**Sayfa alıntısı:**
::::::
Tea&pot'un hikayesi bir vasiyet bir miras gibi..!

Gardenya Erdöl

Kasımda festival bir başkadır... Geçtiğimiz hafta sonu İzmir tren garı oldukça sıcak ve lezzetli bir festivale ev sahipliği yaptı. İzmir’de bir ilk olan İzmir tea festivali, çayseverlerin ilgisiyle karşılandı. Dünya lezzetlerinden, farklı çay kültürlerinden, artizan çaylara kadar geniş çay yelpazesi hakimdi. Hem festivali gezmek hem de çok sevdiğim çayları tea&pot un kurucularıyla bu keyifli ortamda çay ve festival hakkında söyleşi gerçekleştirdik.

Onlar sırt sırta vermiş iki başarılı kadın aynı zamanda da eltiler. Zeynep ve Nihan Minareciler’den bahsediyorum. Tea&pot tabiri caizse kayınvalidelerinden onlara hem vasiyet hem de miras olarak kalmış. Gelin birlikte bu iki başarılı kadını yakından tanıyalım...
::::::
**Alıştırma görevleri:**
- a) Tea&pot yazısında "Kasımda festival bir" sözcüklerini içeren yerle başlayıp "hakkında söyleşi gerçekleştirdik." ile biten bölümü aynen aktarın.
- b) Tea&pot yazısına göre İzmir tea festivali nerede düzenlendi?
- c) Tea&pot yazısını kaldığı yerden sürdürün.
Bu işler için kayıtlara bakmanız gerekmiyor.

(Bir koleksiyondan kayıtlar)
::::::
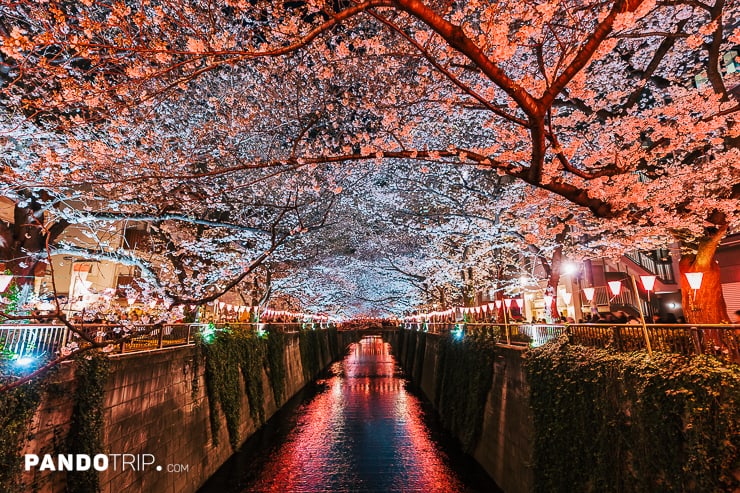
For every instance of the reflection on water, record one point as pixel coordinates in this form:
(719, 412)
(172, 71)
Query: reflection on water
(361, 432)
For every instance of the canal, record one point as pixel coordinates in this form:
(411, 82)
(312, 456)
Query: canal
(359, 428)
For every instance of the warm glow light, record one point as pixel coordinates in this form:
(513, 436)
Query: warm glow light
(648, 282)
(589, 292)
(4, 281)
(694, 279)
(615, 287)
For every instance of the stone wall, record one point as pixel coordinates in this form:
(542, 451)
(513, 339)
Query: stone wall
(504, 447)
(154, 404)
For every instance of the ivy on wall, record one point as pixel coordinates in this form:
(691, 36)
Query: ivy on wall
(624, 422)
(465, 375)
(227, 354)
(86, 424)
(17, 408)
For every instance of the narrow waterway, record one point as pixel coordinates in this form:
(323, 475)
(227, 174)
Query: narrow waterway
::::::
**Sonuçlar:**
- a)
Kasımda festival bir başkadır... Geçtiğimiz hafta sonu İzmir tren garı oldukça sıcak ve lezzetli bir festivale ev sahipliği yaptı. İzmir’de bir ilk olan İzmir tea festivali, çayseverlerin ilgisiyle karşılandı. Dünya lezzetlerinden, farklı çay kültürlerinden, artizan çaylara kadar geniş çay yelpazesi hakimdi. Hem festivali gezmek hem de çok sevdiğim çayları tea&pot un kurucularıyla bu keyifli ortamda çay ve festival hakkında söyleşi gerçekleştirdik.

- b) İzmir tren garında düzenlendi.

- c)
 

-Öncelikle sizleri tanıyabilir miyiz?

Nihan Minareci: Ben Nihan Minareci, gıda mühendisiyim. İşletme Yönetimi yüksek lisansı yaptım. Gıda mühendisi fakültesini bitirdikten sonra yüksek lisansımı tamamlama aşamasındayken Tea&pot projesi oluştu. Yurt dışından demlik, çay numuneleri getirdik. Yaklaşık 10-12 ay araştırma sürecine girdik. Ve ürün skalaması belirledik. Ortağım Zeynep Minareci ithalat ve ihracat konusunda uzman. Onun gümrük bağlantıları aracılığıyla 2010 yılında ilk ithalatımızı gerçekleştirdik. Ve bu belirli bir düzene girdi. Her yıl bir veya iki kez ithalat yapıp ürün getiriyoruz.


-Zeynep hanım sizi de tanıyabilir miyiz?


Zeynep Minareci: Ben Zeynep Minareci tea&potun ortaklarındanım. Ege Üniversitesi İletişim Fakültesi Radyo-Televizyon ve Sinema Bölümü mezunuyum. 10 yıl özel sektörde ithalat - ihracat departmanında çalıştım. 10 yıldan sonra ikinci çocuğuma hamilelik iznindeyken işten ayrıldım. Nihan ile birlikte kafa kafaya verip tea&potu kurduk. 2010 yılından itibaren toptan ve perakende satışlarına devam ediyoruz.
 

-Tea&pot'un hikayesini öğrenebilir miyiz?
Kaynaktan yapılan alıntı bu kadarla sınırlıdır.